→ LIST OF TASKS
1. In the article on avoiding date overlaps, rewrite the paragraph that begins "We would" as a short bulleted list that keeps its main facts.
2. Please reproduce the article on avoiding date overlaps word for word, from "Balázs Németh" to "of overlapping runs.".

→ QUOTED PASSAGE

Avoiding date overlaps

Balázs Németh
5 min readApr 5, 2019

In this article I’m going to talk about a simple problem: how to avoid inserting overlapping records in a database.

Cafú is regarded one of the best full backs of all time. A king of overlapping runs.

First when you think about the problem it seems to be very easy to solve. Is it really?

Problem

Let’s say we have a business entity of which value is only valid between a certain pair of dates. For example the price of a ticket could be defined as follows:

TicketPrice (id, orig, dest, valid_from, valid_until, value)​​CREATE TABLE ticket_price
(
id VARCHAR(255) NOT NULL,
valid_from datetime,
valid_until datetime,
origin VARCHAR(255) NOT NULL,
dest VARCHAR(255) NOT NULL,
price int,
PRIMARY KEY (id)
);

When you’d like to get from FRA to JFK, you would simply query for a price from FRA to JFK if your departure date is between ‘valid_from’ and ‘valid_until’:

SELECT value FROM ticket_price where orig=’FRA’ AND dest=’JFK’ AND 2019–03–30 BETWEEN valid_from AND valid_until.

It’s easy to see that why expect to get back a single price, there cannot be multiple prices for the same route.

So imagine we have the following records:

​(1, ‘BUD’, ‘TXL’, 2019–01–01, 2019–12–31, 100)​​(2, ‘BUD’, ‘TXL’, 2020–01–01, 2020–12–31, 200)​​(3, ‘BUD’, ‘TXL’, 2020–02–01, 2020–03–31, 222)

But here id=3 overlaps with id=2 which is invalid.

:’(​​​

So first you would think you could validate this simply in the application code by calling a DB repository (eg. Spring Data):

boolean isOverapping = !ticketPriceReposity.findOverlapsForRoute(origin, dest, validFrom, validUntil).isEmpty();

But wait!

Parallel requests containing 2 and 3 could go through as both of them would see isOverlappingfalse and then we would have an inconsistent state written in the DB.​

Option A — Prevent race condition​​

So the first idea would be to prevent this scenario above happening.

We would d​isable the scaling of write services and only allow a single application instance to process incoming requests. That’s sadly not enough, we would have to serialize the requests as well, in Java maybe with some locking or synchronizing mechanism.

→ RECORDS SHOWN

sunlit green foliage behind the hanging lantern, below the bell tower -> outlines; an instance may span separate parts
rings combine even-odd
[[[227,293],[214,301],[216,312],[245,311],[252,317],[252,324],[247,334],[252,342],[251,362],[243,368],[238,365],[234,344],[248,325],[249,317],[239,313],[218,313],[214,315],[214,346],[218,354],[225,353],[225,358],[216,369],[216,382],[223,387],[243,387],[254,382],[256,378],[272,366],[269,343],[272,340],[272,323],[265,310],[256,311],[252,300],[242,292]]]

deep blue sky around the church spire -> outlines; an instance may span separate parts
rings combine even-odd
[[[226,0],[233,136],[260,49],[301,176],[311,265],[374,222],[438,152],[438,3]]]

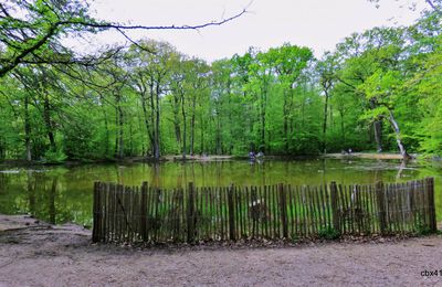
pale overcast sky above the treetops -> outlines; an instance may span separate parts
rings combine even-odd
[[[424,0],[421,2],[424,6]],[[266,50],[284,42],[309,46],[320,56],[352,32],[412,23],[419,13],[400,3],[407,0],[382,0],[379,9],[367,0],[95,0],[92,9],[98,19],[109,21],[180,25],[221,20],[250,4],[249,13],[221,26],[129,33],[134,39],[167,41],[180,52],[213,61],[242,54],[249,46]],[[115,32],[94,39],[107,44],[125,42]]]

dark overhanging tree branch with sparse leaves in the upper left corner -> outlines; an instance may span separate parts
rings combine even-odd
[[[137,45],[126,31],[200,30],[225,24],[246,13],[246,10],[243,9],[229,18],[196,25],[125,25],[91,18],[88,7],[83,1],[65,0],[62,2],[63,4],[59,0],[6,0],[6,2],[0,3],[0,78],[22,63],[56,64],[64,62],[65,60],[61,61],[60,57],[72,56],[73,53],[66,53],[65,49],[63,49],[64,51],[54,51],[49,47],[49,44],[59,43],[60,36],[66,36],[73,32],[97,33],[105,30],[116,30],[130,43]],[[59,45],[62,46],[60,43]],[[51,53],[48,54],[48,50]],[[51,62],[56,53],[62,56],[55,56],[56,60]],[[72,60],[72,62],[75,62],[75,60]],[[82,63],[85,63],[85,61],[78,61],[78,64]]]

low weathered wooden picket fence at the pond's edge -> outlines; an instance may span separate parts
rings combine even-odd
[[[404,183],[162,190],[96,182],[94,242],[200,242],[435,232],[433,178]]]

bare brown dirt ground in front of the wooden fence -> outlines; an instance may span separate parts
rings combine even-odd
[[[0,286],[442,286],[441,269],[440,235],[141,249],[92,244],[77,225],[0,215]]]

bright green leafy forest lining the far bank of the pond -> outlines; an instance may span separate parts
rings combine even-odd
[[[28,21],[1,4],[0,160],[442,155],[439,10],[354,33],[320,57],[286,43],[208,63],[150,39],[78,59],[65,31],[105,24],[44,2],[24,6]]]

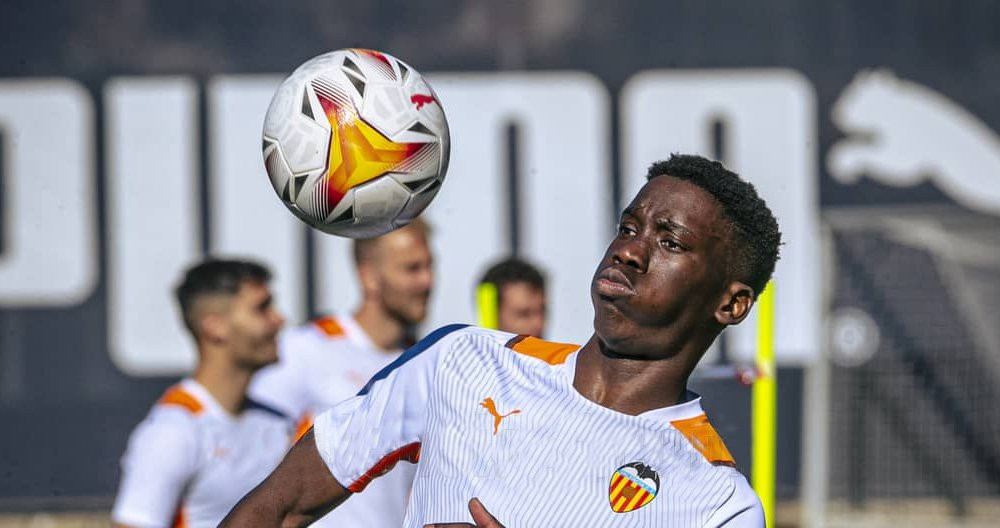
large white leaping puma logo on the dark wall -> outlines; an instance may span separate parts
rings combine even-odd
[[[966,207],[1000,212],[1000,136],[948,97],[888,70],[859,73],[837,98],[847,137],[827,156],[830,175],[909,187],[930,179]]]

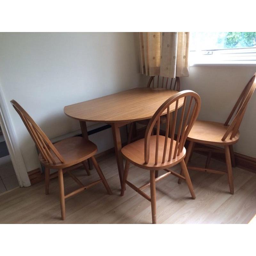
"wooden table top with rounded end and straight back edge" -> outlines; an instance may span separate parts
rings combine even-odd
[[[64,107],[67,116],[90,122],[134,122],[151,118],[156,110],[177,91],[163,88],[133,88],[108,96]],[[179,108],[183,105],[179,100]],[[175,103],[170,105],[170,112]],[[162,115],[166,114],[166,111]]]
--
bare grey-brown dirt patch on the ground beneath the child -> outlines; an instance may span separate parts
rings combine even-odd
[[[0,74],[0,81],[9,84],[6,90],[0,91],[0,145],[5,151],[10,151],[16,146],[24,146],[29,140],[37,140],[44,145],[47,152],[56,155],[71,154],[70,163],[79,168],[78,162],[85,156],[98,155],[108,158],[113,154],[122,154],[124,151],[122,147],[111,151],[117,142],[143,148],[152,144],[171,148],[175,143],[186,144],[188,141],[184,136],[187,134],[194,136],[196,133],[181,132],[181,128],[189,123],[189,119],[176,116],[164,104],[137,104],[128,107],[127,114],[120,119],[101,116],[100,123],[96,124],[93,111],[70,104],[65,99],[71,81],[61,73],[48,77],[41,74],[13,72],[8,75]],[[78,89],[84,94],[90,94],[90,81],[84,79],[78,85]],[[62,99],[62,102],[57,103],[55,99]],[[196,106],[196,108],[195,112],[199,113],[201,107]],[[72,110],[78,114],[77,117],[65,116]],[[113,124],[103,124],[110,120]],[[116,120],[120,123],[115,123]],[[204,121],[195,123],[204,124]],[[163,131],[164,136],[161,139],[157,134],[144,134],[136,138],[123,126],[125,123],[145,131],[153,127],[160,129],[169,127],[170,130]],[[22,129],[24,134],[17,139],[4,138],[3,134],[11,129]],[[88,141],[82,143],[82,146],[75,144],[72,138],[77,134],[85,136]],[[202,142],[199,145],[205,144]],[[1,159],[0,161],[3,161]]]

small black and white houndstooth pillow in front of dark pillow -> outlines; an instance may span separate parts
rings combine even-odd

→ EXERCISE RESULTS
1.
- Disable scaling of the write services so that only a single application instance processes incoming requests.
- This alone is not enough: the requests would also have to be serialized.
- In Java, this might be done with a locking or synchronizing mechanism.

2.
Balázs Németh
5 min readApr 5, 2019

In this article I’m going to talk about a simple problem: how to avoid inserting overlapping records in a database.

Cafú is regarded one of the best full backs of all time. A king of overlapping runs.